— start of Extract to read —

(anonymous guest) (logged out)

Copyright (C) by the contributors. Some rights reserved, license BY-SA.

Sponsored by the Wiki Symposium and the Nuveon GmbH.

 
This is version . It is not the current version, and thus it cannot be edited.
[Back to current version]   [Restore this version]

"treat line breaks as whitespace - precedent, good for Hebrew" -- How is that? I run a Hebrew wiki and we treat line break as <br>. --Yonat

Why linebreaks are evil? #

I've been meaning to pick this subject for a long time, but I don't want to present my arguments in wrong way, or to miss any important argument. So I was preparing for this carefully. This is going to be a rant against converting newlines to <br>, as you can easily guess. Ok, lets begin.

Target audience #

The justification of the current handling of newlines I've heard goes something like this: "this is intuitive, people coming to wikis from MS Word or blogging software will expect it".

So new wiki users will be happy to have this feature in Creole, as it means less new things for them, right?

— end of Extract to read —
— start of Data provided —

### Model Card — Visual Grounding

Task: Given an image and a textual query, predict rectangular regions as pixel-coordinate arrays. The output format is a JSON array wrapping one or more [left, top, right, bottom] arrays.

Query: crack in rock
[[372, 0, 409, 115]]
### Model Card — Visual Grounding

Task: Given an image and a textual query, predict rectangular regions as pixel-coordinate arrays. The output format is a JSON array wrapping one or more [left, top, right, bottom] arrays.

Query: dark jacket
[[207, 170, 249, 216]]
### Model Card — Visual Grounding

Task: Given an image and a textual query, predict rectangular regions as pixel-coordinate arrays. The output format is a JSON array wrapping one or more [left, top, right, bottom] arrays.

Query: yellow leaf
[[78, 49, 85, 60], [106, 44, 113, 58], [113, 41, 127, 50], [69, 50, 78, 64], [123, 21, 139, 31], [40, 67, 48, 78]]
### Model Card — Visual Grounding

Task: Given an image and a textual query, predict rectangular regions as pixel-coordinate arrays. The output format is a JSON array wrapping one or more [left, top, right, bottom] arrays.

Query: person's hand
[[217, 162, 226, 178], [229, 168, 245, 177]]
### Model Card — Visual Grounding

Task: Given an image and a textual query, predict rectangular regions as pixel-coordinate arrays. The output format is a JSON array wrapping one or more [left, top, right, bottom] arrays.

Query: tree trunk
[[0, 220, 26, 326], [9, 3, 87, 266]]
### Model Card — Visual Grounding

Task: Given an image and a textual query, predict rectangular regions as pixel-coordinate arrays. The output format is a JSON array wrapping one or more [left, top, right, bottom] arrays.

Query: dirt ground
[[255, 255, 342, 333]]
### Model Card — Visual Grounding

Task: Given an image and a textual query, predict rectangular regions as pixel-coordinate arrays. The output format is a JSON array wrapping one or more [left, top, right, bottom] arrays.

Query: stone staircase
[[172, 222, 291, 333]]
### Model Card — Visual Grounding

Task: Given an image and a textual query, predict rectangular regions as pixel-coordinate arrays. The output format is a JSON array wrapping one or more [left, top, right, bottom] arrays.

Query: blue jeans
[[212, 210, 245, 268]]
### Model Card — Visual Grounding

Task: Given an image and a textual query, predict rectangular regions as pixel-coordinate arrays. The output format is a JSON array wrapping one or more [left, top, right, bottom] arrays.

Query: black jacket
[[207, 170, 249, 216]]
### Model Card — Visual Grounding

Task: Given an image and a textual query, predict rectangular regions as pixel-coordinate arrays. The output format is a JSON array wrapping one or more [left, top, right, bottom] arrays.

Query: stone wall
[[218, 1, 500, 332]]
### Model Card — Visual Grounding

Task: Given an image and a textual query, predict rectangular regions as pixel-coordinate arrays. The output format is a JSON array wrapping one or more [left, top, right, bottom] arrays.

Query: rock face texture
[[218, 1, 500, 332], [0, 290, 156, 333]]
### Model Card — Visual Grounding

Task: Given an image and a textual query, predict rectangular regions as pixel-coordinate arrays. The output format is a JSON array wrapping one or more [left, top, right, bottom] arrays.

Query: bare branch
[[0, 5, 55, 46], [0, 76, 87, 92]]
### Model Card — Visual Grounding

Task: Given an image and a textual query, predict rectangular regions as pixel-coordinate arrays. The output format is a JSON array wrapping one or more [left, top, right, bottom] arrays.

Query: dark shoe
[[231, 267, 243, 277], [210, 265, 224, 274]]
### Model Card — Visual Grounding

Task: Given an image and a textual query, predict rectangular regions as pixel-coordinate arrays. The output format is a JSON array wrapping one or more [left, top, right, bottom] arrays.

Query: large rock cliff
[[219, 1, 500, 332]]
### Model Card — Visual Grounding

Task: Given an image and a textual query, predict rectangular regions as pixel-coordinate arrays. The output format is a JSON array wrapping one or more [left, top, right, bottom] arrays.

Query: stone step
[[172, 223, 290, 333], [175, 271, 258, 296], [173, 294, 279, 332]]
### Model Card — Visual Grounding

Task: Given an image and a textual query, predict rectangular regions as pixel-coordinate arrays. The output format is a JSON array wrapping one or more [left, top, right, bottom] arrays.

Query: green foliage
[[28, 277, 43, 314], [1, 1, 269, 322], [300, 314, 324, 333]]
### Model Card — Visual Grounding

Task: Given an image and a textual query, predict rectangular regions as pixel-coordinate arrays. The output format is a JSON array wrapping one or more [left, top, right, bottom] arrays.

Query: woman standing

— end of Data provided —

**Actions to take**.
1. Answer these questions about the wiki discussion on line breaks:
(a) How does Yonat's Hebrew wiki treat a line break?
(b) Which two parties are named as sponsors of the site?
(c) Under "Target audience", users coming from which kinds of software are said to expect the current handling of newlines?
2. List every person or organization named in the wiki discussion on line breaks.

**Solutions for each task**.
1.
(a) It treats a line break as <br>.
(b) The Wiki Symposium and the Nuveon GmbH are named as sponsors.
(c) They come from MS Word or blogging software.

2.
- Yonat
- the Wiki Symposium
- the Nuveon GmbH